:: INFORMATION SUPPLIED ::

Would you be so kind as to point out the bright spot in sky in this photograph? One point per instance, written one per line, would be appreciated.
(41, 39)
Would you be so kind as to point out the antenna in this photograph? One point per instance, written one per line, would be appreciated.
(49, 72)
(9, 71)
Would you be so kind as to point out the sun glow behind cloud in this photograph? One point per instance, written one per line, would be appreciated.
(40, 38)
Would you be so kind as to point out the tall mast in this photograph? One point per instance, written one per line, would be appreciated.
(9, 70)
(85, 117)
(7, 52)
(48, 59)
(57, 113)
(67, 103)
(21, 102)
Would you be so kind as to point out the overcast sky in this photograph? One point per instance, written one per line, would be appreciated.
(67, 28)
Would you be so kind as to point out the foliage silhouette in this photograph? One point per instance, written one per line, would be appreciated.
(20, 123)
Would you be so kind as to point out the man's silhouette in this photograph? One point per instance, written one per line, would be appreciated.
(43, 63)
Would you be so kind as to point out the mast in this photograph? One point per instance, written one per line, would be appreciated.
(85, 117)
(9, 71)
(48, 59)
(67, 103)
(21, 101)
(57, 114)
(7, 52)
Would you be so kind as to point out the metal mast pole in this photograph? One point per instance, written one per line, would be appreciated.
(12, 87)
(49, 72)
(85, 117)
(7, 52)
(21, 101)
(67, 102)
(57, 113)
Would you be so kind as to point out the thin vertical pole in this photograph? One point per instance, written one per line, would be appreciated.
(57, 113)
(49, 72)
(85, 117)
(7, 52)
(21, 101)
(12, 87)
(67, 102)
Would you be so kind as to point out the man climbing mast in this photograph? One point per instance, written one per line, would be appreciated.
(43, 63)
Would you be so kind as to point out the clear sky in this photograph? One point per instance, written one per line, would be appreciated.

:::

● DIRECTION:
Please put every line of the material above into a Markdown table with the columns Row and Material line. Number the rows in order and leave out any blank lines.

● RESULT OF THE TASK:
| Row | Material line |
|---|---|
| 1 | Would you be so kind as to point out the bright spot in sky in this photograph? One point per instance, written one per line, would be appreciated. |
| 2 | (41, 39) |
| 3 | Would you be so kind as to point out the antenna in this photograph? One point per instance, written one per line, would be appreciated. |
| 4 | (49, 72) |
| 5 | (9, 71) |
| 6 | Would you be so kind as to point out the sun glow behind cloud in this photograph? One point per instance, written one per line, would be appreciated. |
| 7 | (40, 38) |
| 8 | Would you be so kind as to point out the tall mast in this photograph? One point per instance, written one per line, would be appreciated. |
| 9 | (9, 70) |
| 10 | (85, 117) |
| 11 | (7, 52) |
| 12 | (48, 59) |
| 13 | (57, 113) |
| 14 | (67, 103) |
| 15 | (21, 102) |
| 16 | Would you be so kind as to point out the overcast sky in this photograph? One point per instance, written one per line, would be appreciated. |
| 17 | (67, 28) |
| 18 | Would you be so kind as to point out the foliage silhouette in this photograph? One point per instance, written one per line, would be appreciated. |
| 19 | (20, 123) |
| 20 | Would you be so kind as to point out the man's silhouette in this photograph? One point per instance, written one per line, would be appreciated. |
| 21 | (43, 63) |
| 22 | Would you be so kind as to point out the mast in this photograph? One point per instance, written one per line, would be appreciated. |
| 23 | (85, 117) |
| 24 | (9, 71) |
| 25 | (48, 59) |
| 26 | (67, 103) |
| 27 | (21, 101) |
| 28 | (57, 114) |
| 29 | (7, 52) |
| 30 | Would you be so kind as to point out the metal mast pole in this photograph? One point per instance, written one per line, would be appreciated. |
| 31 | (12, 87) |
| 32 | (49, 72) |
| 33 | (85, 117) |
| 34 | (7, 52) |
| 35 | (21, 101) |
| 36 | (67, 102) |
| 37 | (57, 113) |
| 38 | Would you be so kind as to point out the thin vertical pole in this photograph? One point per instance, written one per line, would be appreciated. |
| 39 | (57, 113) |
| 40 | (49, 72) |
| 41 | (85, 117) |
| 42 | (7, 52) |
| 43 | (21, 101) |
| 44 | (12, 87) |
| 45 | (67, 102) |
| 46 | Would you be so kind as to point out the man climbing mast in this photograph? One point per instance, written one per line, would be appreciated. |
| 47 | (43, 63) |
| 48 | Would you be so kind as to point out the clear sky in this photograph? One point per instance, written one per line, would be appreciated. |